(Items from a dataset)
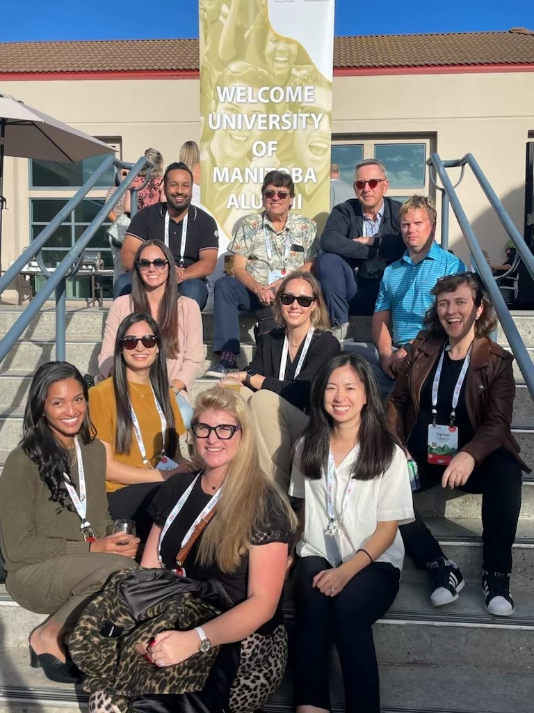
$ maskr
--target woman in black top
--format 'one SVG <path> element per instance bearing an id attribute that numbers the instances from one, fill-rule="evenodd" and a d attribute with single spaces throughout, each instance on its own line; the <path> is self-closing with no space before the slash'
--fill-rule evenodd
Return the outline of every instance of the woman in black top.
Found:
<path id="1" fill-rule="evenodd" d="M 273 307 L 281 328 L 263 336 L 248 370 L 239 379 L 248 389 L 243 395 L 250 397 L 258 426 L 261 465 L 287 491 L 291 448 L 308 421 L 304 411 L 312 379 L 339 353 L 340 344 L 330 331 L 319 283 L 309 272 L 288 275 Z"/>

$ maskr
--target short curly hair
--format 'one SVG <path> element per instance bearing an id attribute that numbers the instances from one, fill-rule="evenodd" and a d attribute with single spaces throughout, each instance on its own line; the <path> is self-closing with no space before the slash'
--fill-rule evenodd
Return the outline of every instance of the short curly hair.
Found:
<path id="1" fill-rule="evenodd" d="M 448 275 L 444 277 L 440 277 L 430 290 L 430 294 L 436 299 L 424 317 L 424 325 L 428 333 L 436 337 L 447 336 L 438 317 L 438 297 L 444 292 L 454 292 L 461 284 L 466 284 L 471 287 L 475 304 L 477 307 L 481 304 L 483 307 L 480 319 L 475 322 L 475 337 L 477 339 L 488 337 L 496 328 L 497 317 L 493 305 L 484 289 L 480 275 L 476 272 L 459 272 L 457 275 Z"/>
---
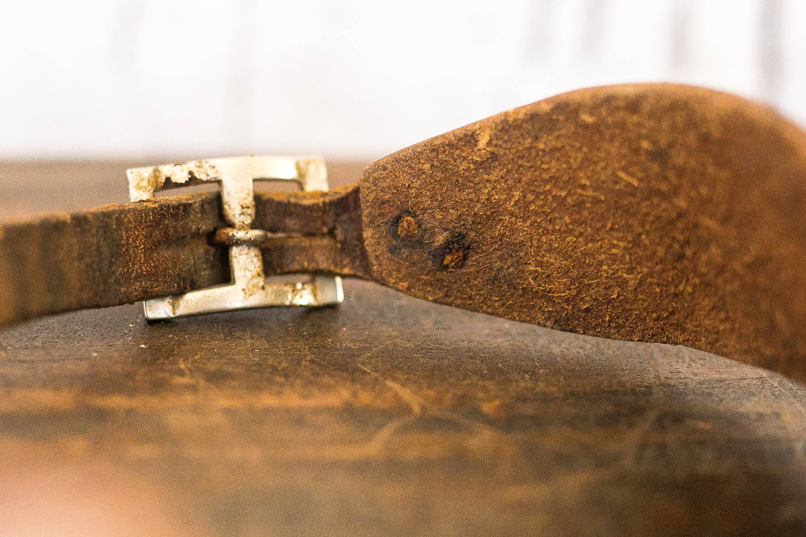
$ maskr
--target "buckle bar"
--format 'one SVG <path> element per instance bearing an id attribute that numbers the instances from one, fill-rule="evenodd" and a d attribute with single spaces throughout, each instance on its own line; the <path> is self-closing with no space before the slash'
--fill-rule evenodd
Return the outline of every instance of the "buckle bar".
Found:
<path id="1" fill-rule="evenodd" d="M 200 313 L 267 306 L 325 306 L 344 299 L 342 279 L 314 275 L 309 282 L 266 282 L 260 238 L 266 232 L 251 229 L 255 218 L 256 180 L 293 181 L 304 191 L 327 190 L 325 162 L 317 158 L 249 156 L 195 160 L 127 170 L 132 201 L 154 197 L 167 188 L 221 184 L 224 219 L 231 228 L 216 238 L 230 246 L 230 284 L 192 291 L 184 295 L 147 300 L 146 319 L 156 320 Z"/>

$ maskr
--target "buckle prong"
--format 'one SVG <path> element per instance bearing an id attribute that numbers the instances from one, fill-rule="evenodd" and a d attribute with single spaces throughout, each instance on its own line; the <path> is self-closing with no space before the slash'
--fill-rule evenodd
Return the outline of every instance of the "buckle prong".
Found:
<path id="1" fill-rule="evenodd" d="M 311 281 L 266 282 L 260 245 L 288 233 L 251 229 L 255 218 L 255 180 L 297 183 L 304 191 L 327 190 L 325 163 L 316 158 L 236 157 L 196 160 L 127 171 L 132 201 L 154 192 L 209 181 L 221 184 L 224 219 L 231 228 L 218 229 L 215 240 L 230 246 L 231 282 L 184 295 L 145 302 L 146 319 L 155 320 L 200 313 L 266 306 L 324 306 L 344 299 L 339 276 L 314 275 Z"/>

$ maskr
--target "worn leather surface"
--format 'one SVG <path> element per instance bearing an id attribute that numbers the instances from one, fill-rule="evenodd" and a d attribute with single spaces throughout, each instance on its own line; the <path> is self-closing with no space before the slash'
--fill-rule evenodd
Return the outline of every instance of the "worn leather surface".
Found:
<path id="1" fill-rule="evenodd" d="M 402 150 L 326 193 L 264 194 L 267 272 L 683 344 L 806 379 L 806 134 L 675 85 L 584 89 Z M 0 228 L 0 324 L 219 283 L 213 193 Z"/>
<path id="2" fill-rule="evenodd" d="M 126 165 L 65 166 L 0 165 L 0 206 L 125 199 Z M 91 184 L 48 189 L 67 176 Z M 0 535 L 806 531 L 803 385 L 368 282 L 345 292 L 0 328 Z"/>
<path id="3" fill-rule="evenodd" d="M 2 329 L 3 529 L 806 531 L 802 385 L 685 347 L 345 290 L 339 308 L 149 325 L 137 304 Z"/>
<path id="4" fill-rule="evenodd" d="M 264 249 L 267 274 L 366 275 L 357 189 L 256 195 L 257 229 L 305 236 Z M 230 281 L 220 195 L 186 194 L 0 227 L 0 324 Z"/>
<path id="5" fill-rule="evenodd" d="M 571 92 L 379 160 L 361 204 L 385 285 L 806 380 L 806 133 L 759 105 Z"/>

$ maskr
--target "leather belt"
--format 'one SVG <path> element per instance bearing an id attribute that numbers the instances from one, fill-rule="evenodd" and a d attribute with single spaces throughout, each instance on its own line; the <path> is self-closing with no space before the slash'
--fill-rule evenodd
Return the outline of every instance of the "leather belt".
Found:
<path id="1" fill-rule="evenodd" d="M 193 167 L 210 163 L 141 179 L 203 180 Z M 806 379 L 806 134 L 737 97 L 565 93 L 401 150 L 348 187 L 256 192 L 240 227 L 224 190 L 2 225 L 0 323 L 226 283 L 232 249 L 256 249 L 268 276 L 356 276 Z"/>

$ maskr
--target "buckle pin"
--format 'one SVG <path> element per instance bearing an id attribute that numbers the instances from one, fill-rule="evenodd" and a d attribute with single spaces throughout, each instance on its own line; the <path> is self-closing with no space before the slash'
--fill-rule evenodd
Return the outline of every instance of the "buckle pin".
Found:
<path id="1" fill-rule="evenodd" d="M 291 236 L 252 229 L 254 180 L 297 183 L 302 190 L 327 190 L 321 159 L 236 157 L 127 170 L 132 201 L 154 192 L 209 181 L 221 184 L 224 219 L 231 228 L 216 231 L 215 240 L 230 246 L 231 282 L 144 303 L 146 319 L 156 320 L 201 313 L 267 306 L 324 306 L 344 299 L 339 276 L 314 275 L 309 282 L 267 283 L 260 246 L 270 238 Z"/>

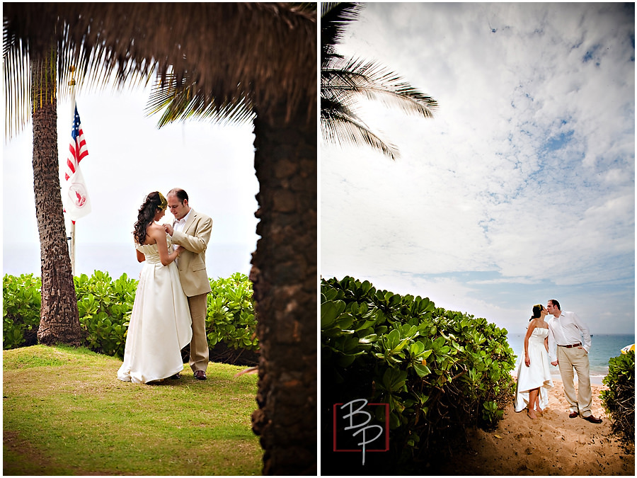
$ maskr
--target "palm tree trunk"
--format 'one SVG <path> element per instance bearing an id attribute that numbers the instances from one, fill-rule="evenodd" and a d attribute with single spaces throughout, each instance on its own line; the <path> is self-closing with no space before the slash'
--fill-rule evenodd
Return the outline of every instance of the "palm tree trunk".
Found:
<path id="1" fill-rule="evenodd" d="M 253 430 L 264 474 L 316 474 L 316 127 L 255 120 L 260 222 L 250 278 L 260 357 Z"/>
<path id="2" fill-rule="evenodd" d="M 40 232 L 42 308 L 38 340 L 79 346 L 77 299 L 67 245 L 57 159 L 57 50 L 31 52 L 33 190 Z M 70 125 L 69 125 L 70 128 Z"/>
==
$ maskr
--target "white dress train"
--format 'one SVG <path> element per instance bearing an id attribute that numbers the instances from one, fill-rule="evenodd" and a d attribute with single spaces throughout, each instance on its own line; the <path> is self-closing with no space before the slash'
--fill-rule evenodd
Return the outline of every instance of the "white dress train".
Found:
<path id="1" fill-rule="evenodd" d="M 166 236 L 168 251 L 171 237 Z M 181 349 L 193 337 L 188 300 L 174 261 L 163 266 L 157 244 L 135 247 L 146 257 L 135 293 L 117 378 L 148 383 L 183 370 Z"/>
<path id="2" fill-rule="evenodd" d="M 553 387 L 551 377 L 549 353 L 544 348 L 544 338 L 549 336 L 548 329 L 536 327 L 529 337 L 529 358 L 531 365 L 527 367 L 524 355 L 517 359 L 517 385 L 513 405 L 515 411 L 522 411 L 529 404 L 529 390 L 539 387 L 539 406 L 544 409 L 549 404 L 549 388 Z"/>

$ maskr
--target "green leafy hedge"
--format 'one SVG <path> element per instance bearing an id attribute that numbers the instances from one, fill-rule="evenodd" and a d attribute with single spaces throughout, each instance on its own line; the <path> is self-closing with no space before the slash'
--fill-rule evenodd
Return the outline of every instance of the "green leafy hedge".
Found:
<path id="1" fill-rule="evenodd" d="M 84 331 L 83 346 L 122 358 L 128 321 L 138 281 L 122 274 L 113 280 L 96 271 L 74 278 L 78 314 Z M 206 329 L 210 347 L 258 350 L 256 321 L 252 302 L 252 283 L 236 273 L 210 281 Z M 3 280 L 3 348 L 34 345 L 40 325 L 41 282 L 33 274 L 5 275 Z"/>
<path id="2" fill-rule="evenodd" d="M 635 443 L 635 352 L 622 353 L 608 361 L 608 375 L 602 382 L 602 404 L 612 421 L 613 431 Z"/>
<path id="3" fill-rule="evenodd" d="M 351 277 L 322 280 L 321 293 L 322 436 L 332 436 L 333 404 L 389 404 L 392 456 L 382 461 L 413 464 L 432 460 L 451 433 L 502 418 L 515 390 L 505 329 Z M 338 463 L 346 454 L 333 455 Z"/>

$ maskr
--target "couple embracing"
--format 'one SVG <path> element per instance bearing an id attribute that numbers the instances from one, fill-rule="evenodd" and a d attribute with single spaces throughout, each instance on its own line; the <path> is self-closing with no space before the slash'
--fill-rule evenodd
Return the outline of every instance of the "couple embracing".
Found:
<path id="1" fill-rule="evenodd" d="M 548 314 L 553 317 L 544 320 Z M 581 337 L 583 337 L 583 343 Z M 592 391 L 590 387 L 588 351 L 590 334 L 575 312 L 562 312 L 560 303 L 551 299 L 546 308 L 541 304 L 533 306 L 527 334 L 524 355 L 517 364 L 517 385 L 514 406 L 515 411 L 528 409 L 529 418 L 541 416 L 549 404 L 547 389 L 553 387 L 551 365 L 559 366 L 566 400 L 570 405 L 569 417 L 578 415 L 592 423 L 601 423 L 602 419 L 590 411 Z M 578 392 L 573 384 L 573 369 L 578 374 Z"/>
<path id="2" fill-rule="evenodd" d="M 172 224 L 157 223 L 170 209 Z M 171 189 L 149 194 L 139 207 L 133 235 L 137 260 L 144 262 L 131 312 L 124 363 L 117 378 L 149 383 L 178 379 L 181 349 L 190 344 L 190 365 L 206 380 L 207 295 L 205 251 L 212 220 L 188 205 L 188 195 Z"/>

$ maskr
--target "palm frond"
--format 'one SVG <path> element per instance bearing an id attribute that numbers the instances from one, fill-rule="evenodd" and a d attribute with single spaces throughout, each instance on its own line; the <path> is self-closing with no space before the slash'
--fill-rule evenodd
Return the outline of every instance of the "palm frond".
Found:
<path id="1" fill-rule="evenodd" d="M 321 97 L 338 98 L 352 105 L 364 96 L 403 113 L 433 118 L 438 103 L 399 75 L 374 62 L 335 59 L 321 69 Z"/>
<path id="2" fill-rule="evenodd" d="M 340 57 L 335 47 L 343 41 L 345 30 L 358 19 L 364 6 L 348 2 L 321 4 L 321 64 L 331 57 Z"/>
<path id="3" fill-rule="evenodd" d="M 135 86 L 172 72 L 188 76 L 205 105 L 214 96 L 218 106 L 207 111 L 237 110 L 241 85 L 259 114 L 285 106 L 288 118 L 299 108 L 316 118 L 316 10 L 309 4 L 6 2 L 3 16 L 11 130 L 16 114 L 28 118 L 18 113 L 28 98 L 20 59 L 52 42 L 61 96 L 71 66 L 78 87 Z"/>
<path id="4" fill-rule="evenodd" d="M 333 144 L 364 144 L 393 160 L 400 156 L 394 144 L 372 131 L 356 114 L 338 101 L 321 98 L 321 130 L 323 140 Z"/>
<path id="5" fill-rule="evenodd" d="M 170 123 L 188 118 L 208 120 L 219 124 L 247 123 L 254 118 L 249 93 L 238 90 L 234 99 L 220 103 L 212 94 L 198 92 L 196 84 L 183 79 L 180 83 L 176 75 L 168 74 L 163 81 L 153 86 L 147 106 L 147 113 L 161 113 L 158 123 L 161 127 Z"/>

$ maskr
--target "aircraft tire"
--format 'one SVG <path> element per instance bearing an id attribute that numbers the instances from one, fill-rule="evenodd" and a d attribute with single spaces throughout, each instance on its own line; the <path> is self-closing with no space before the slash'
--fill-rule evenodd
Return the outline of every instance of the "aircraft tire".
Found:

* _Requirements_
Find every line in the listing above that contains the word "frond" and copy each of those lines.

* _Reply to the task_
--target "palm frond"
Return the outline of every instance of the "palm frond".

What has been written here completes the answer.